Extrait à lire =>
★ ★ ★ ★ ★
En matière de documentaire, ce que l’on place sous le terme de « repérages » est une expérience essentielle, fondatrice. C’est comme éprouver la matérialité d’un rêve, on y foule un ailleurs avec l’espoir de s’y retrouver, de ressentir tous les signes qui vont transformer un désir intime en nécessité partagée.

 

RETOUR À GRAND ANSE

Je suis retournée à Grand Anse, dans le temps suspendu de l’inter campagne et la première chose qui m’a frappée c’est que son chant avait changé. Les voix des hommes y résonnaient, on pouvait entendre leurs rires au loin, le son de leurs outils, répercutés sous la nef. Curieusement ces présences, recouvertes en temps de campagne par le fracas des machines, m’ont parues plus fantomatiques, plus irréelles que jamais.
★ ★ ★ ★ ★
Travail à faire =>
**1.** Dans l'extrait sur Grand Anse, qu'est-ce qui recouvre les voix des hommes en temps de campagne ?
**2.** Rédigez la suite de l'extrait sur Grand Anse, à partir de sa dernière phrase.

Enregistrements sources
★ ★ ★ ★ ★
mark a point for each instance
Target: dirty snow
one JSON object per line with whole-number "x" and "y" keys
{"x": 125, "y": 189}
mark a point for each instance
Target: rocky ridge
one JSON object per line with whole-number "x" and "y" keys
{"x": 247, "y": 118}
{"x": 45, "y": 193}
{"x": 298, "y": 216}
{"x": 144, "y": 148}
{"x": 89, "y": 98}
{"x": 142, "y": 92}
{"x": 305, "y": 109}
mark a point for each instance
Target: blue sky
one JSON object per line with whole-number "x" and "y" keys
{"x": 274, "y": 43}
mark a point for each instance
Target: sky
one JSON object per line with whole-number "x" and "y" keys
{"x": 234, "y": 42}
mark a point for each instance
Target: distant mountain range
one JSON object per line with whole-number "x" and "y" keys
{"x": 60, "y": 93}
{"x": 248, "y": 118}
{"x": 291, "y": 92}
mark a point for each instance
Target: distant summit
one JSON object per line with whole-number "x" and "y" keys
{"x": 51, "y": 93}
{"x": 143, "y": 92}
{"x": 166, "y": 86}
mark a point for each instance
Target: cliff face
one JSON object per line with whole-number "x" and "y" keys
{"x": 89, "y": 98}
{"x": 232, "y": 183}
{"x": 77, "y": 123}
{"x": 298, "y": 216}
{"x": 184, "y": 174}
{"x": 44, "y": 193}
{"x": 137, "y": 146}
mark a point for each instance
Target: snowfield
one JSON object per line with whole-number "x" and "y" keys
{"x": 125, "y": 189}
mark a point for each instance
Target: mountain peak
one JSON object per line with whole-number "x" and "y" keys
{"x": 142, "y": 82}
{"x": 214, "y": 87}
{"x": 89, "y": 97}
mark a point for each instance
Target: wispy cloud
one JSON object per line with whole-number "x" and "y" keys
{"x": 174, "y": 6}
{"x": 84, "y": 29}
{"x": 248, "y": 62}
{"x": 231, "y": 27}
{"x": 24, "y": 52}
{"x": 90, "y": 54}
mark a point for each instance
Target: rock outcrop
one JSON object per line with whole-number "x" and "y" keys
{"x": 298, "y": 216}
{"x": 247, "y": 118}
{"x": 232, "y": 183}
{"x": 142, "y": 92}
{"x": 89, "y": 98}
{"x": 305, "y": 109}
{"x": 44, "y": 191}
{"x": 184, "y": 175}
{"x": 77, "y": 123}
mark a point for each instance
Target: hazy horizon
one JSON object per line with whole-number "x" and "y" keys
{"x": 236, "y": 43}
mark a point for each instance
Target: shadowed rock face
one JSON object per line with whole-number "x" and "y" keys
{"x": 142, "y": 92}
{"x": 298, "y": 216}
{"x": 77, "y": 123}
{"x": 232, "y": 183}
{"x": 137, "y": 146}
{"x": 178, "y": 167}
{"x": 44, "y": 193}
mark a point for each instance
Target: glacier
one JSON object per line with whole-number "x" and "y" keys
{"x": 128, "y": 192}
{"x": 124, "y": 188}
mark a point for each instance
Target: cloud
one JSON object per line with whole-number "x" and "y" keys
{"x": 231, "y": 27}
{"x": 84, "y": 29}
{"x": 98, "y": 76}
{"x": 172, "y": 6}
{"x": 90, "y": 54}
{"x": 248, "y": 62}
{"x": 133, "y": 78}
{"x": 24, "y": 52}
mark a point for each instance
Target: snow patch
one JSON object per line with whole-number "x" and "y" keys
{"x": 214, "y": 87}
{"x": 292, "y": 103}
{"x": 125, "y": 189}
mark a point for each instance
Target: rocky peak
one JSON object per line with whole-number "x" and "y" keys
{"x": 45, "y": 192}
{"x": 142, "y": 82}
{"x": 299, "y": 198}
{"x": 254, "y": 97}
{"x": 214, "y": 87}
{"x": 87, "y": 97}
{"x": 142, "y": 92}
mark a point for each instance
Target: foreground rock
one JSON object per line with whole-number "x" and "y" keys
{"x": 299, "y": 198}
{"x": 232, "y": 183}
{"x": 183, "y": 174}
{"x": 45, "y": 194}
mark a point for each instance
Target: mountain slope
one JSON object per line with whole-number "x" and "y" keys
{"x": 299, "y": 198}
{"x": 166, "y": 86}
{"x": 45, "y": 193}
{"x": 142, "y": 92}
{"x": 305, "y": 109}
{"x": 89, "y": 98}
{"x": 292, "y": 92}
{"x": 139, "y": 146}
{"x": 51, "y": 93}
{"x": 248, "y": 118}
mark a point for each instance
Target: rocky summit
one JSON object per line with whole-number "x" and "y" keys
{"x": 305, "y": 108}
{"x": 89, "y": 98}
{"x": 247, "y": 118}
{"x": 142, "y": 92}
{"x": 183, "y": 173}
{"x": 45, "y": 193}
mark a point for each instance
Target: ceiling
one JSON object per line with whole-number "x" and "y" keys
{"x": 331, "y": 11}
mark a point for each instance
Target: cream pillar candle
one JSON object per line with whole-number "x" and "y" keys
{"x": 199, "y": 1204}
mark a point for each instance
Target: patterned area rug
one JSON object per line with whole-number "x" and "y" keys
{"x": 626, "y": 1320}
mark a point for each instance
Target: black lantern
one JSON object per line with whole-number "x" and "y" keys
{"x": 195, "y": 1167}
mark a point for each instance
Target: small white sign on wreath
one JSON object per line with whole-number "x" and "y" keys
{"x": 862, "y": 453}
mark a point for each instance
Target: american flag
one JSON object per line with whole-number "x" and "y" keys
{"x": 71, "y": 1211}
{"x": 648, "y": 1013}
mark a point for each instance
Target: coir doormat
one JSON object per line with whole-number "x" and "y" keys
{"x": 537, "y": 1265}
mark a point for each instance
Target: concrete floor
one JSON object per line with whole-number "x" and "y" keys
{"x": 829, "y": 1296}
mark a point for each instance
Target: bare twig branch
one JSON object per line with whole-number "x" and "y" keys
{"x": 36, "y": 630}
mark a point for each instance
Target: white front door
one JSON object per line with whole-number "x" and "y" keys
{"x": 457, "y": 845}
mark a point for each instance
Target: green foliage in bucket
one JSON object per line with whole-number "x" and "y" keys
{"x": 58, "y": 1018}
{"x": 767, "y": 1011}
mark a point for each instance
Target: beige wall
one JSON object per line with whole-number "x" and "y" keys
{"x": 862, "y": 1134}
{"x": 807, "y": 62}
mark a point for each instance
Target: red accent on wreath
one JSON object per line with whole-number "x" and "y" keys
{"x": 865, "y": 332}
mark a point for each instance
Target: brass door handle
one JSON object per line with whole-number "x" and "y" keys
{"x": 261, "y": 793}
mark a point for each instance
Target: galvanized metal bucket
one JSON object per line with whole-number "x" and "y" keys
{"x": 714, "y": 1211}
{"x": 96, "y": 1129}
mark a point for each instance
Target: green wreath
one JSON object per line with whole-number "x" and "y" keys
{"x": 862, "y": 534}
★ ★ ★ ★ ★
Réponses =>
**1.** Le fracas des machines.

**2.**
Dès mon entrée dans l’usine pourtant nous nous sommes retrouvés, j’ai salué Jocelyn, Jean-Claude, Patrick … éparpillés dans le chaos de l’usine démontée. Ils m’ont accueillie avec chaleur et émotion et ont interrompu leur travail pour me parler, longuement. J’étais rentrée dans mon film, dans notre aventure commune, elle continuait, comme si ils n’avaient attendu que ce retour pour me confier leurs angoisses, me soumettre leurs questionnements, leurs inquiétudes, leur amertume. En six mois la situation avait complètement changé, l’espoir avait presque disparu, le travail presque perdu son sens.

J’ai parcouru l’ile en ces journées radieuses de novembre, partout la canne explosait de vigueur, plus haute que jamais. J’y ai retrouvé Pascal, Paul, Jean-Paul, Philippe, encore accrochés à leur terre, mais parlant déjà de l’usine comme d’un rêve qui s’efface.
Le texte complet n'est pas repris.